**Material for the task**

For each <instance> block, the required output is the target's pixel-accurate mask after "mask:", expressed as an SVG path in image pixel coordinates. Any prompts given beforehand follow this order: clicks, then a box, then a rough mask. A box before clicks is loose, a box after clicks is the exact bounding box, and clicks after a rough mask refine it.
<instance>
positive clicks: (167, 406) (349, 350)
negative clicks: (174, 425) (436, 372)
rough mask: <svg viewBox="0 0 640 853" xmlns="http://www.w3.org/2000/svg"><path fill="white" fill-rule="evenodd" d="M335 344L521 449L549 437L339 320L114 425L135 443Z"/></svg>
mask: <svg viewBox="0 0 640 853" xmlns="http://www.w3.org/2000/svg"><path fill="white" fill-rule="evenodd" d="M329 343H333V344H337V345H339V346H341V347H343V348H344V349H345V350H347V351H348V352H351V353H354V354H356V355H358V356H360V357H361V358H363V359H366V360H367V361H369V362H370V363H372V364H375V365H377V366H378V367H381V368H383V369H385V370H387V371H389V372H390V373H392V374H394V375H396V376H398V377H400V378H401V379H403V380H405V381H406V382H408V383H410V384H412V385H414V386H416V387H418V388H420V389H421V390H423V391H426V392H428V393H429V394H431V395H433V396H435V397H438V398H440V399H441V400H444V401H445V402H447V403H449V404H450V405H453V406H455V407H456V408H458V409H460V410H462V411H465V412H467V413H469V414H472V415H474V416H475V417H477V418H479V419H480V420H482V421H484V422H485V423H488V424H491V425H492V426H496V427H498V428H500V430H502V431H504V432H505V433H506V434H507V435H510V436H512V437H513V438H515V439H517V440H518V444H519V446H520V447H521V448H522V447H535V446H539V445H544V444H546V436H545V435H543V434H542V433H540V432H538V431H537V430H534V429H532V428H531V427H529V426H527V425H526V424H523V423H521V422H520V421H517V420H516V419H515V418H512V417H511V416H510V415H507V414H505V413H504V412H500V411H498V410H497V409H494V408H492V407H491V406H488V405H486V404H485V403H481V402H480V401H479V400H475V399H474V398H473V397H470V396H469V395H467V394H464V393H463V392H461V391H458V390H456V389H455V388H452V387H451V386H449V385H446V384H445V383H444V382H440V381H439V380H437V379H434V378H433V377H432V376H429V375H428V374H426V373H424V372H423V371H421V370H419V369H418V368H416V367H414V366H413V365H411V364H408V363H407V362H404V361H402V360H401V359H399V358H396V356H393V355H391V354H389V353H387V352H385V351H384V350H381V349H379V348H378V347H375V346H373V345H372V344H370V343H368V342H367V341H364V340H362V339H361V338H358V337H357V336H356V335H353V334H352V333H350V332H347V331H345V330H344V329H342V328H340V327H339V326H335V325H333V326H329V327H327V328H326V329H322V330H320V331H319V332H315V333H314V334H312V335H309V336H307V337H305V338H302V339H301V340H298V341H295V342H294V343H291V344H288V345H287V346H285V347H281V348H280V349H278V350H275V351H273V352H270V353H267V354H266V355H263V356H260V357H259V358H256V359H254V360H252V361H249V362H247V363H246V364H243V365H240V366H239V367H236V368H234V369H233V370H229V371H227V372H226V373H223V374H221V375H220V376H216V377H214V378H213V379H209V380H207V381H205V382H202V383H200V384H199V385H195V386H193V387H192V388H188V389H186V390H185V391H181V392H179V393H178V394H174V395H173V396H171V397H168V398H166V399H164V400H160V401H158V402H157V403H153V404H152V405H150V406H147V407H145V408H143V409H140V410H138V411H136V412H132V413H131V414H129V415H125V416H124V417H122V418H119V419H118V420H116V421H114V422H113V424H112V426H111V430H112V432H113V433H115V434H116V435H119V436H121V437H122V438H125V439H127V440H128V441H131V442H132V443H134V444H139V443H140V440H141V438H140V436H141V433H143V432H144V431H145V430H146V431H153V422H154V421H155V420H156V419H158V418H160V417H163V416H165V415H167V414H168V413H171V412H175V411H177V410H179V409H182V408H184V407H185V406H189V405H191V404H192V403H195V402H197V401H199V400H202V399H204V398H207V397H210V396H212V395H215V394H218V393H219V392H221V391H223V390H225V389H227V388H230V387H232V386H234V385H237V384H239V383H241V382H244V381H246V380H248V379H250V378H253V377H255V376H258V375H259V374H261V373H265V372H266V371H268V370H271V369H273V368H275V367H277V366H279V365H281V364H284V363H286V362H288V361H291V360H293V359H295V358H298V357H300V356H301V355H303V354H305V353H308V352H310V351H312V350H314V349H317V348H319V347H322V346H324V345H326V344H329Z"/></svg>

**About this exercise**
Rewrite the listing above with "negative clicks" changed to "exclusion points" and everything else left as it is.

**Written answer**
For each <instance> block, the required output is the target's pixel-accurate mask after "mask:", expressed as an SVG path in image pixel coordinates. Any prompts given beforehand follow this order: clicks, then a box, then a rough mask. A box before clicks is loose, a box after clicks is the exact bounding box, and clicks after a rough mask refine it.
<instance>
positive clicks: (167, 406) (349, 350)
exclusion points: (174, 425) (436, 372)
rough mask: <svg viewBox="0 0 640 853" xmlns="http://www.w3.org/2000/svg"><path fill="white" fill-rule="evenodd" d="M335 344L521 449L549 437L339 320L114 425L135 443Z"/></svg>
mask: <svg viewBox="0 0 640 853" xmlns="http://www.w3.org/2000/svg"><path fill="white" fill-rule="evenodd" d="M329 343H333V344H337V345H339V346H341V347H343V348H344V349H345V350H347V351H348V352H351V353H354V354H356V355H358V356H360V357H361V358H363V359H366V360H367V361H369V362H370V363H372V364H375V365H377V366H378V367H381V368H383V369H385V370H387V371H389V372H390V373H392V374H394V375H396V376H398V377H400V378H401V379H403V380H405V381H406V382H408V383H410V384H412V385H414V386H416V387H418V388H420V389H421V390H423V391H426V392H428V393H429V394H431V395H433V396H435V397H438V398H440V399H441V400H444V401H445V402H447V403H449V404H450V405H453V406H455V407H456V408H458V409H460V410H462V411H465V412H467V413H469V414H472V415H474V416H475V417H477V418H479V419H480V420H482V421H484V422H485V423H488V424H491V425H492V426H496V427H498V428H500V430H502V431H504V432H505V433H506V434H507V435H510V436H512V437H513V438H515V439H517V440H518V444H519V446H520V447H521V448H522V447H535V446H539V445H544V444H546V436H545V435H543V434H542V433H540V432H538V431H537V430H534V429H532V428H531V427H529V426H527V425H526V424H523V423H521V422H520V421H517V420H516V419H515V418H512V417H511V416H510V415H507V414H505V413H504V412H500V411H498V410H497V409H494V408H492V407H491V406H488V405H486V404H485V403H481V402H480V401H479V400H475V399H474V398H473V397H470V396H469V395H467V394H464V393H463V392H461V391H458V390H456V389H455V388H452V387H451V386H449V385H446V384H445V383H444V382H440V381H439V380H437V379H434V378H433V377H432V376H429V375H428V374H426V373H424V372H423V371H421V370H419V369H418V368H416V367H414V366H413V365H411V364H408V363H407V362H404V361H402V360H401V359H399V358H396V356H393V355H391V354H389V353H387V352H385V351H384V350H381V349H379V348H378V347H375V346H373V345H372V344H370V343H368V342H367V341H364V340H362V339H361V338H358V337H357V336H356V335H353V334H352V333H350V332H347V331H345V330H344V329H342V328H340V327H339V326H335V325H333V326H329V327H327V328H326V329H322V330H320V331H319V332H315V333H314V334H312V335H309V336H307V337H305V338H302V339H301V340H298V341H295V342H294V343H291V344H288V345H287V346H285V347H281V348H280V349H278V350H275V351H273V352H270V353H267V354H266V355H263V356H260V357H259V358H256V359H254V360H252V361H249V362H247V363H246V364H243V365H240V366H239V367H236V368H234V369H233V370H229V371H227V372H226V373H223V374H221V375H220V376H216V377H214V378H213V379H209V380H207V381H205V382H202V383H200V384H199V385H195V386H193V387H192V388H188V389H186V390H185V391H181V392H179V393H178V394H174V395H173V396H171V397H168V398H166V399H164V400H160V401H158V402H157V403H153V404H152V405H150V406H147V407H145V408H143V409H140V410H138V411H136V412H132V413H131V414H129V415H125V416H124V417H122V418H119V419H118V420H116V421H114V422H113V424H112V426H111V430H112V432H113V433H115V434H116V435H119V436H121V437H122V438H125V439H127V440H128V441H131V442H132V443H134V444H139V443H140V440H141V438H140V436H141V433H143V432H144V431H145V430H146V431H153V422H154V421H155V420H156V419H158V418H160V417H163V416H165V415H167V414H168V413H171V412H175V411H177V410H179V409H182V408H184V407H185V406H189V405H191V404H192V403H195V402H197V401H199V400H202V399H204V398H207V397H210V396H212V395H215V394H218V393H219V392H221V391H223V390H225V389H227V388H230V387H232V386H234V385H237V384H239V383H241V382H244V381H246V380H248V379H250V378H253V377H255V376H258V375H259V374H261V373H265V372H266V371H268V370H271V369H273V368H275V367H277V366H279V365H281V364H284V363H286V362H288V361H291V360H293V359H295V358H298V357H300V356H301V355H303V354H305V353H308V352H310V351H312V350H314V349H317V348H319V347H322V346H324V345H326V344H329Z"/></svg>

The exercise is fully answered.